### Reading text
# # #

So, here they are being hugely subsidized by younger generations and yet they are supposed to be mad that they’re not getting what they paid in?!  Please!  Drum:

On a wonky note, it’s worth pointing out just how outrageous this whole “no one over 55” approach is. If you don’t want to rein in Medicare growth in the first place, that’s fine. But if you do want to rein in Medicare growth, current and near seniors are the #1 group that should be required to share in the pain. Seniors all like to think that they’re just getting their due from a system they paid into all their lives, but it ain’t true.

On a similar note, Tomasky quotes a very succinct explanation on why, of course, Ryan’s plan would make things worse ever for those over 55:

The estimable Henry Aaron of the Brooking Insitution explains that premiums for seniors who stay enrolled in traditional Medicare under Ryan would increase:

The reason is technical, but easy to understand. The premium for those who stay in traditional Medicare under the Ryan plan would be calculated as under current law, but the average cost of serving those who remain in traditional Medicare would go up as private insurance companies market selectively to those with relatively low anticipated costs. The average cost of those who remain in traditional Medicare would therefore increase. As a result of this gap, the financing for traditional Medicare would become progressively less adequate, throwing into doubt the very survival of the program.

Faced with these facts, as Tomasky puts it, “lying is so much easier.”

# # #

### Collected material
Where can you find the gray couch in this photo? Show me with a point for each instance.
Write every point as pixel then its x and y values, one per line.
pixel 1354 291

# # #

### Exercise 1
List every person named in the Medicare text.
### Exercise 2
State whether each statement agrees with the Medicare text, answering yes or no and quoting the deciding words:
(a) Henry Aaron says premiums would rise for seniors who stay in traditional Medicare under Ryan's plan.
(b) The reason Aaron gives is described as technical and hard to understand.
(c) Private insurance companies would market selectively to people with high anticipated costs.

### Response 1
Drum, Tomasky, Ryan, Henry Aaron

### Response 2
(a) Yes: "premiums for seniors who stay enrolled in traditional Medicare under Ryan would increase"
(b) No: "The reason is technical, but easy to understand."
(c) No: "market selectively to those with relatively low anticipated costs"